### DIRECTION
Rewrite the stretch of the article on radical uncertainty from "In this three-part" through "the 20th century.", putting "skilled" in place of "gifted".

Radical Uncertainty in Finance: The Origins of Probability Theory
Radical Uncertainty is the title of a new and remarkable book by economist and former Financial Times columnist John Kay and former Bank of England (BOE) governor Mervyn King. Kay and King describe how modern society has succumbed to the illusion that uncertainty can be transformed into calculable risks. In doing so, they build on a theme that occupied the late German sociologist Ulrich Beck. Beck concluded:
“Die Welt des berechenbaren und beherrschbaren Risikos setzt (und vielleicht sogar mit dem Siegeszug seines Berechenbarkeitsanspruchs) das Moment der Überraschung frei.”
(“The world of calculable and controllable risk liberates — perhaps even helped by its triumphal claim of calculability — the moment of surprise.”)
In this three-part series, I will explore how we came to forget how to live with real uncertainty, the profound consequences this has had on finance, and what the right way to deal with true radical uncertainty might look like.
The ancient Greeks were gifted mathematicians. Some of us may still remember Pythagoras’s theorem for calculating the side lengths of right triangles — a2 + b2 = c2 — from our school days. Euclid of Alexandria wrote his mathematics treatise Elements in the 3rd century BCE. The text was still used in geometry classes well until the 20th century.
But one thing is strange at first glance: The ancient Greeks never studied probability theory. Why? Because they had no place in their thinking for chance and probability. To their minds, the course of events was determined by the gods. Those who wanted to reduce uncertainty about the future had to better understand the will of the gods. And mathematics was no help there.

Extracted lines:
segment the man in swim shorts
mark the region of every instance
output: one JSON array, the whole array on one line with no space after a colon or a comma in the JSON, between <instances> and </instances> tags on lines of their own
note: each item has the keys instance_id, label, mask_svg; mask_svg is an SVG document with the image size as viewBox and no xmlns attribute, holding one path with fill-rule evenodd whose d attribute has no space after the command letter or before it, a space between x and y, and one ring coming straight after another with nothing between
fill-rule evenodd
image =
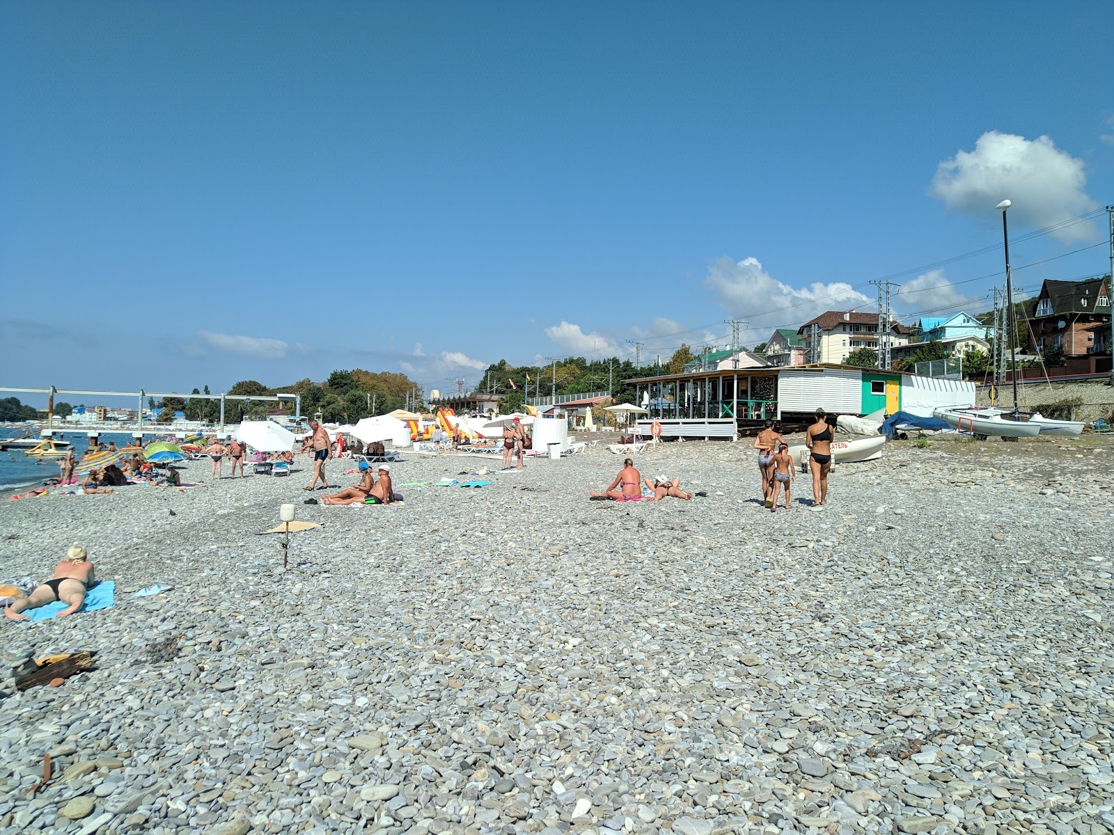
<instances>
[{"instance_id":1,"label":"man in swim shorts","mask_svg":"<svg viewBox=\"0 0 1114 835\"><path fill-rule=\"evenodd\" d=\"M310 421L310 430L313 432L310 438L310 446L313 449L313 480L310 482L310 487L302 488L302 490L313 490L313 485L317 483L317 479L321 479L321 487L317 490L328 490L329 481L325 479L325 462L329 460L329 451L332 448L332 443L329 440L329 433L325 431L325 428L315 420Z\"/></svg>"},{"instance_id":2,"label":"man in swim shorts","mask_svg":"<svg viewBox=\"0 0 1114 835\"><path fill-rule=\"evenodd\" d=\"M333 493L332 495L326 495L321 500L322 504L359 504L363 502L370 494L371 488L375 483L374 475L371 472L371 464L367 461L360 462L360 471L363 473L363 480L359 484L353 484L350 488L341 490L339 493ZM306 501L312 501L307 499Z\"/></svg>"},{"instance_id":3,"label":"man in swim shorts","mask_svg":"<svg viewBox=\"0 0 1114 835\"><path fill-rule=\"evenodd\" d=\"M778 510L778 491L782 488L785 489L785 510L792 510L789 507L789 488L795 478L793 459L789 454L789 444L782 441L778 444L778 451L773 455L773 482L770 488L771 513Z\"/></svg>"},{"instance_id":4,"label":"man in swim shorts","mask_svg":"<svg viewBox=\"0 0 1114 835\"><path fill-rule=\"evenodd\" d=\"M246 452L246 449L240 440L233 439L232 443L228 444L228 458L232 460L232 478L236 478L236 464L240 464L240 478L244 478L244 452Z\"/></svg>"},{"instance_id":5,"label":"man in swim shorts","mask_svg":"<svg viewBox=\"0 0 1114 835\"><path fill-rule=\"evenodd\" d=\"M364 504L390 504L394 501L394 485L391 483L391 468L379 464L379 481L368 491Z\"/></svg>"}]
</instances>

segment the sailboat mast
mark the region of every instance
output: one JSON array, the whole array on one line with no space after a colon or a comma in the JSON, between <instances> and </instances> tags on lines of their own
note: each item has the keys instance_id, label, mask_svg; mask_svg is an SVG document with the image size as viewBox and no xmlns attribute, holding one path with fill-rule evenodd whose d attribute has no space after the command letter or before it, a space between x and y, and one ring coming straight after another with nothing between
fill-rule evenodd
<instances>
[{"instance_id":1,"label":"sailboat mast","mask_svg":"<svg viewBox=\"0 0 1114 835\"><path fill-rule=\"evenodd\" d=\"M1006 212L1009 209L1009 200L1003 200L997 208L1001 209L1001 239L1006 249L1006 337L1009 340L1009 379L1014 383L1014 420L1020 418L1020 410L1017 407L1017 322L1014 316L1014 287L1009 275L1009 230L1006 227Z\"/></svg>"}]
</instances>

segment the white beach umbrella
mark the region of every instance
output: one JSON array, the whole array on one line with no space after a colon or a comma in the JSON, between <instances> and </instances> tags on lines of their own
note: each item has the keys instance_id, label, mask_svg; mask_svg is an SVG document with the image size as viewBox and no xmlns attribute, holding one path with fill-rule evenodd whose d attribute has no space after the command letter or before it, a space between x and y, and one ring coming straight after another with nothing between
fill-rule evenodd
<instances>
[{"instance_id":1,"label":"white beach umbrella","mask_svg":"<svg viewBox=\"0 0 1114 835\"><path fill-rule=\"evenodd\" d=\"M605 412L645 412L647 410L634 403L619 403L617 406L604 406Z\"/></svg>"},{"instance_id":2,"label":"white beach umbrella","mask_svg":"<svg viewBox=\"0 0 1114 835\"><path fill-rule=\"evenodd\" d=\"M295 441L293 432L272 421L244 421L234 436L260 452L290 452Z\"/></svg>"},{"instance_id":3,"label":"white beach umbrella","mask_svg":"<svg viewBox=\"0 0 1114 835\"><path fill-rule=\"evenodd\" d=\"M364 443L391 441L395 435L398 435L399 429L404 425L405 424L402 421L387 415L364 418L352 426L350 434L354 438L359 438Z\"/></svg>"},{"instance_id":4,"label":"white beach umbrella","mask_svg":"<svg viewBox=\"0 0 1114 835\"><path fill-rule=\"evenodd\" d=\"M494 421L488 421L487 423L485 423L480 429L481 430L492 430L492 429L501 430L506 424L514 423L516 418L518 419L518 421L524 426L529 426L531 423L534 423L534 419L530 418L530 415L528 415L528 414L519 414L519 413L515 413L515 414L501 414L498 418L496 418Z\"/></svg>"}]
</instances>

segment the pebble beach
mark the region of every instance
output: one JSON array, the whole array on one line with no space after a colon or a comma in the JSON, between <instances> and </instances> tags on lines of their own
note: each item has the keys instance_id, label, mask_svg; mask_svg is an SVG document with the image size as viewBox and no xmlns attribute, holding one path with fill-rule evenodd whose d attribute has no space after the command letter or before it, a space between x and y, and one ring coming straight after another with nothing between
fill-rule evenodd
<instances>
[{"instance_id":1,"label":"pebble beach","mask_svg":"<svg viewBox=\"0 0 1114 835\"><path fill-rule=\"evenodd\" d=\"M0 620L4 672L96 652L0 684L0 834L1114 832L1114 438L887 443L776 513L750 443L634 456L692 501L588 501L600 445L0 504L0 579L116 582Z\"/></svg>"}]
</instances>

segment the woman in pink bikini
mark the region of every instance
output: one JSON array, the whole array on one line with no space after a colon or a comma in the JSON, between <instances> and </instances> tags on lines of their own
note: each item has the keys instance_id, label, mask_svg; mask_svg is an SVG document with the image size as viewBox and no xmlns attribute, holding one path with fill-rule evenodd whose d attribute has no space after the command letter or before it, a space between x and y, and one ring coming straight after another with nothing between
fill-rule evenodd
<instances>
[{"instance_id":1,"label":"woman in pink bikini","mask_svg":"<svg viewBox=\"0 0 1114 835\"><path fill-rule=\"evenodd\" d=\"M593 499L616 499L631 500L642 498L642 473L634 469L634 461L623 460L623 469L615 477L607 490L602 493L593 491L589 493Z\"/></svg>"}]
</instances>

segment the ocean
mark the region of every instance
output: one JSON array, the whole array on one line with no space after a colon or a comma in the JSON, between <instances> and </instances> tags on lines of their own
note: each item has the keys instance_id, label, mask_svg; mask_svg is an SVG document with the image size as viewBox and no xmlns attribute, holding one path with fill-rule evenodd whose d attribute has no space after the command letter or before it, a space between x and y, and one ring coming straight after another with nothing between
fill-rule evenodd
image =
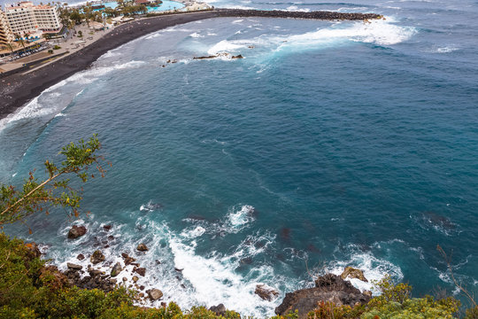
<instances>
[{"instance_id":1,"label":"ocean","mask_svg":"<svg viewBox=\"0 0 478 319\"><path fill-rule=\"evenodd\" d=\"M109 51L0 121L0 181L16 185L98 134L112 167L84 185L90 214L4 230L62 268L128 253L147 268L140 284L184 307L272 315L346 266L365 271L360 289L389 274L415 296L456 294L437 245L477 293L478 3L211 4L385 19L212 19ZM221 52L244 58L193 59ZM87 235L68 240L72 224ZM260 300L258 283L280 297Z\"/></svg>"}]
</instances>

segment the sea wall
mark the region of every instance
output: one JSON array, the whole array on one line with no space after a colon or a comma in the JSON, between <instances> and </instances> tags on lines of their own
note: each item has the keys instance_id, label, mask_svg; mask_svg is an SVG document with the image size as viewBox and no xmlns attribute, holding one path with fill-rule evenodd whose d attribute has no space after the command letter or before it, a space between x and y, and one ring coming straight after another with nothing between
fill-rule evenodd
<instances>
[{"instance_id":1,"label":"sea wall","mask_svg":"<svg viewBox=\"0 0 478 319\"><path fill-rule=\"evenodd\" d=\"M262 18L293 18L313 19L323 20L364 20L381 19L376 13L347 13L336 12L289 12L281 10L243 10L243 9L216 9L220 17L262 17Z\"/></svg>"}]
</instances>

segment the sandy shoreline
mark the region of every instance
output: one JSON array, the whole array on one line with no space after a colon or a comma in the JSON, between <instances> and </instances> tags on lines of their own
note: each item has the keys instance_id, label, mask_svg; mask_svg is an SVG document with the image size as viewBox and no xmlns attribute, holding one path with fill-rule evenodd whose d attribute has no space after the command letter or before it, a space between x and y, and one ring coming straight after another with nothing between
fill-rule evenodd
<instances>
[{"instance_id":1,"label":"sandy shoreline","mask_svg":"<svg viewBox=\"0 0 478 319\"><path fill-rule=\"evenodd\" d=\"M112 32L82 50L72 53L58 61L48 64L37 70L22 74L18 73L0 78L0 120L14 113L43 90L68 78L73 74L91 66L107 51L147 34L173 27L179 24L217 17L267 17L295 18L314 19L366 19L381 16L374 13L340 13L331 12L296 12L281 11L257 11L220 9L209 12L197 12L170 14L141 19L117 27Z\"/></svg>"},{"instance_id":2,"label":"sandy shoreline","mask_svg":"<svg viewBox=\"0 0 478 319\"><path fill-rule=\"evenodd\" d=\"M91 66L107 51L140 36L166 27L218 17L214 12L172 14L132 21L116 27L84 49L27 74L21 73L0 79L0 119L5 118L38 97L43 90ZM10 85L8 84L10 83Z\"/></svg>"}]
</instances>

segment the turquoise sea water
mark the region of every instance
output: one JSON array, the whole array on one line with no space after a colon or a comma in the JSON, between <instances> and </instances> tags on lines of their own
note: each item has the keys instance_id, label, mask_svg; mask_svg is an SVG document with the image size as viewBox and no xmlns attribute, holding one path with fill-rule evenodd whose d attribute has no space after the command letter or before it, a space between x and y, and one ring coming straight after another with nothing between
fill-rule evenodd
<instances>
[{"instance_id":1,"label":"turquoise sea water","mask_svg":"<svg viewBox=\"0 0 478 319\"><path fill-rule=\"evenodd\" d=\"M108 52L0 124L4 183L99 135L112 167L85 187L91 215L73 222L88 235L66 240L62 211L33 218L33 235L7 232L44 243L62 267L102 248L107 268L143 242L140 280L166 300L258 316L311 285L307 268L353 266L417 294L453 292L437 244L478 292L478 4L240 5L386 19L215 19ZM192 59L220 52L244 58ZM257 283L281 298L259 300Z\"/></svg>"}]
</instances>

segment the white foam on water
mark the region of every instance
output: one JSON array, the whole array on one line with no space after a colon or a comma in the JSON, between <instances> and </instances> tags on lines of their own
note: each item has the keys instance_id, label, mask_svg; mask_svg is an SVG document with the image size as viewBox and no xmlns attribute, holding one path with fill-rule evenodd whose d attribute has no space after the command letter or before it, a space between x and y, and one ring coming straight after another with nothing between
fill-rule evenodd
<instances>
[{"instance_id":1,"label":"white foam on water","mask_svg":"<svg viewBox=\"0 0 478 319\"><path fill-rule=\"evenodd\" d=\"M250 205L241 206L240 210L237 210L235 207L230 209L227 215L227 222L229 225L229 230L232 232L238 232L243 230L246 224L254 221L254 216L252 216L253 212L254 207Z\"/></svg>"},{"instance_id":2,"label":"white foam on water","mask_svg":"<svg viewBox=\"0 0 478 319\"><path fill-rule=\"evenodd\" d=\"M251 273L254 273L255 278L250 280L252 278L244 277L235 271L239 266L236 258L218 253L200 256L196 254L194 245L185 245L177 238L171 239L170 247L175 267L182 269L184 278L194 286L194 295L189 297L189 300L208 307L223 303L227 308L242 315L264 317L274 315L279 300L268 302L254 294L256 284L274 277L271 267L254 268ZM189 307L192 304L188 302Z\"/></svg>"},{"instance_id":3,"label":"white foam on water","mask_svg":"<svg viewBox=\"0 0 478 319\"><path fill-rule=\"evenodd\" d=\"M214 44L207 51L208 54L213 55L218 53L235 51L239 49L246 49L249 45L254 44L254 40L222 40Z\"/></svg>"},{"instance_id":4,"label":"white foam on water","mask_svg":"<svg viewBox=\"0 0 478 319\"><path fill-rule=\"evenodd\" d=\"M311 46L313 44L330 43L336 41L353 41L379 45L397 44L410 39L416 30L410 27L400 27L387 20L371 20L368 22L354 22L345 27L345 24L335 24L331 28L320 28L302 35L293 35L288 37L279 37L282 42L281 48L289 46ZM285 43L284 43L285 41Z\"/></svg>"},{"instance_id":5,"label":"white foam on water","mask_svg":"<svg viewBox=\"0 0 478 319\"><path fill-rule=\"evenodd\" d=\"M435 51L436 53L450 53L458 51L459 49L455 46L445 46L445 47L440 47L436 48Z\"/></svg>"},{"instance_id":6,"label":"white foam on water","mask_svg":"<svg viewBox=\"0 0 478 319\"><path fill-rule=\"evenodd\" d=\"M50 107L50 105L52 105L51 98L59 97L61 97L60 92L54 92L57 89L60 89L65 85L67 84L73 84L75 86L78 85L88 85L89 83L92 83L96 80L97 80L100 76L104 75L110 72L116 71L116 70L121 70L121 69L127 69L127 68L135 68L139 67L143 65L144 65L146 62L144 61L129 61L123 64L119 64L115 66L101 66L101 67L94 67L91 69L88 69L85 71L81 71L79 73L74 74L73 75L70 76L67 79L65 79L59 82L58 82L55 85L52 85L51 87L44 89L40 96L35 97L30 102L27 103L23 107L19 108L17 112L8 115L4 119L0 120L0 130L5 128L6 125L13 123L15 121L24 120L24 119L31 119L31 118L38 118L47 115L51 115L53 113L62 112L69 103L64 104L60 109L58 107ZM84 88L81 89L76 95L80 95L83 91ZM48 104L42 104L40 102L40 97L48 100ZM70 101L71 102L71 101Z\"/></svg>"},{"instance_id":7,"label":"white foam on water","mask_svg":"<svg viewBox=\"0 0 478 319\"><path fill-rule=\"evenodd\" d=\"M196 37L196 38L198 38L198 37L204 37L204 35L199 35L197 32L195 32L195 33L192 33L189 35L190 37Z\"/></svg>"},{"instance_id":8,"label":"white foam on water","mask_svg":"<svg viewBox=\"0 0 478 319\"><path fill-rule=\"evenodd\" d=\"M311 11L311 9L308 8L299 9L297 5L290 5L287 7L286 10L297 12L310 12Z\"/></svg>"}]
</instances>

### OUTPUT BELOW
In this three-part series, I will explore how we came to forget how to live with real uncertainty, the profound consequences this has had on finance, and what the right way to deal with true radical uncertainty might look like.
The ancient Greeks were skilled mathematicians. Some of us may still remember Pythagoras’s theorem for calculating the side lengths of right triangles — a2 + b2 = c2 — from our school days. Euclid of Alexandria wrote his mathematics treatise Elements in the 3rd century BCE. The text was still used in geometry classes well until the 20th century.